[Start of Source data]
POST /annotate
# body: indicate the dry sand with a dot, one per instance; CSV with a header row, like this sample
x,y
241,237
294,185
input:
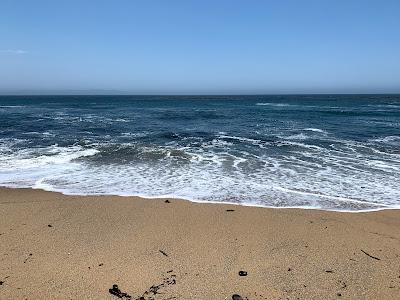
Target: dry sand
x,y
65,247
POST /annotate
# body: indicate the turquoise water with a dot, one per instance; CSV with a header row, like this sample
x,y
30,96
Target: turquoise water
x,y
313,151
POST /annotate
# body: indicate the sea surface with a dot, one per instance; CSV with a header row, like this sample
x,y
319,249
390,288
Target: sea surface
x,y
333,152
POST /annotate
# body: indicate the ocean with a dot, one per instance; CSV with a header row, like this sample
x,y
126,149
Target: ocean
x,y
331,152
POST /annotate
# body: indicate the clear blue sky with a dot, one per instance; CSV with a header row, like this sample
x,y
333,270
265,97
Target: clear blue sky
x,y
191,47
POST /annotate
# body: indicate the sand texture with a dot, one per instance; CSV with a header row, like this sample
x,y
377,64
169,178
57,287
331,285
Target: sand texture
x,y
54,246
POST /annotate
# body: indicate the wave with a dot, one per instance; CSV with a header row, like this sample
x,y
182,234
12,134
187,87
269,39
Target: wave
x,y
274,104
39,157
391,140
315,130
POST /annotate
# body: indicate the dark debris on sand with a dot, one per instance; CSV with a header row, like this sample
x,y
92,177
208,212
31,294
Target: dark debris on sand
x,y
117,292
155,289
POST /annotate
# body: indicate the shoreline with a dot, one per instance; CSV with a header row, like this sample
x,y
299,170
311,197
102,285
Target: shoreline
x,y
69,247
210,202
[End of Source data]
What is asked. Every entry should be returned exactly as written, minus the pictures.

Written reply.
POST /annotate
# body: indicate the dry sand with a dot, one per instance; CSV with a header row, like this sample
x,y
241,237
294,185
input:
Target: dry sand
x,y
65,247
POST /annotate
# body: indicate the turquoise water with a dot, one per instance; CSV with a header row, like this sample
x,y
30,96
Target: turquoise water
x,y
313,151
POST /annotate
# body: indicate the sea surface with a dot, one per instance; CSV with a header row, like this sample
x,y
319,249
390,288
Target: sea surface
x,y
333,152
POST /annotate
# body: indicate the ocean with a dot, one per instance; CSV with a header row, like this sample
x,y
126,149
Target: ocean
x,y
331,152
POST /annotate
# body: indicate the clear blue sky with a dot, one per instance; CSV with a header row, like this sample
x,y
333,270
265,97
Target: clear blue sky
x,y
191,47
POST /annotate
# body: indicate the sand texture with a dot, one per instance; CSV with a header row, like this sample
x,y
377,64
169,178
57,287
331,285
Target: sand texture
x,y
54,246
POST /annotate
# body: indicate the wave with a dot, one per instance; CSV with a header row, like this sample
x,y
182,234
12,134
187,87
269,39
Target: wave
x,y
274,104
39,157
391,140
315,130
POST /annotate
# body: indicate the dark debris on sand with a dot, one per instance; CSV with a header row, like this sample
x,y
92,177
208,212
31,294
Target: dark debris on sand
x,y
117,292
155,289
POST /annotate
# body: indicate the shoreline with a dot, one per instance; CSV with a header row, like this sample
x,y
299,170
311,197
102,285
Target: shoreline
x,y
69,247
210,202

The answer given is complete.